--- 原文节选 ---
::::::::::
Create-TFRecord

发表于 2020-01-14 更新于 2023-06-10 阅读次数：

TFRecord是一种高效的数据存储格式，尤其是在处理大数据集时，我们无法对数据进行一次读取，这时我们就可以将文件存储为TFRecord，然后再进行读取。这样可以可以提高数据移动、读取、处理等速度。
在对小数据集进行读取时，可以直接使用tf.data API来进行处理。

在TFRecord中是将每个样本example 以字典的方式进行存储。

主要的数据类型如下：

int64：tf.train.Feature(int64_list = tf.train.Int64List(value=输入))
float32：tf.train.Feature(float_list = tf.train.FloatList(value=输入))
string：tf.train.Feature(bytes_list=tf.train.BytesList(value=输入))
注：输入必须是list(向量)

这里我们举一个NLP中常见例子。

这里有10个句子sentence，每个句子有128个token_id。
每个句子对应的10个标签label。
每个句子中对应的token weight (mask)
每个句子经过Embedding后的句子matrix，tensor (两者是同一个东西，只是为了后面介绍两种不同的存储方式。)

那么我们怎样将这些转换为TFRecord呢？

Create_TFRecord.py

大致可以分为以下几步：

由于TFRecord中是将每个样本当做一个example进行存储。所以我们先要取得每个样本对应的sentence, label, weight, matrix, tensor.
将每个样本属性转换为对应的feature字典类型。（注意，这里的value均为**list**类型）
- int64：tf.train.Feature(int64_list = tf.train.Int64List(value=输入))
- float32：tf.train.Feature(float_list = tf.train.FloatList(value=输入))
- string：tf.train.Feature(bytes_list=tf.train.BytesList(value=输入))
将feature字典包装成features。
features=tf.train.Features(feature=feature字典)
将features转换成example
example = tf.train.Example(features=features)
通过example.SerializeToString() 将example 进行序列化，并通过 tfwriter.write()进行写入文件。

具体代码如下：

import tensorflow as tf
from pathlib import Path
import numpy as np

# 随机生成相应数据
senteces = np.random.randint(0,512,(10,128))
senteces_label = np.random.randint(0,2,(10))
senteces_weight = [[1.0]*128]*10
tensors = np.random.randn(10,128,512)
matrixs = np.random.randn(10,128,512)
::::::::::
--- 记录列表 ---
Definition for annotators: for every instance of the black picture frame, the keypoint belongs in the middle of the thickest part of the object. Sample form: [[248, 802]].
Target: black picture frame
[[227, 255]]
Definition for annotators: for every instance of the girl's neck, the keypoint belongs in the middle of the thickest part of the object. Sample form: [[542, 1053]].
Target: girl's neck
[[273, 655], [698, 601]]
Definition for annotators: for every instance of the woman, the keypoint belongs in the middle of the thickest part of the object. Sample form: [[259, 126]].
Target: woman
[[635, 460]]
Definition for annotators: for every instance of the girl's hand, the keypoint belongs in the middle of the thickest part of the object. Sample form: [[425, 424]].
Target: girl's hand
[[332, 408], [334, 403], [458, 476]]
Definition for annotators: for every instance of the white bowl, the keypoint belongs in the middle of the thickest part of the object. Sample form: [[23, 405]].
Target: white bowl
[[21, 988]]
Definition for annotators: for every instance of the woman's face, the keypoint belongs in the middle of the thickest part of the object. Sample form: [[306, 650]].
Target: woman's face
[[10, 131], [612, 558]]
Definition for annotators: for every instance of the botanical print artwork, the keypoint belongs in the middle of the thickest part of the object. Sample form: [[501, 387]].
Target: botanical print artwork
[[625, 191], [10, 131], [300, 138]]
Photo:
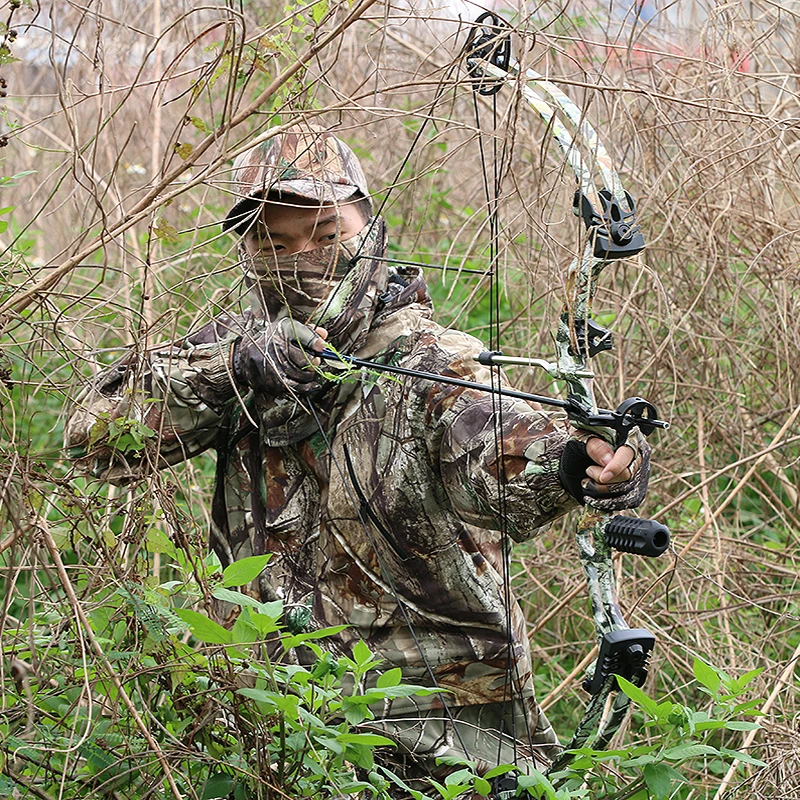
::::::::::
根据原文节选，列出在生成 TFRecord 之前需要先为每个样本取得的全部属性。 上述记录是独立的材料，与原文节选的内容无关。

sentence、label、weight、matrix、tensor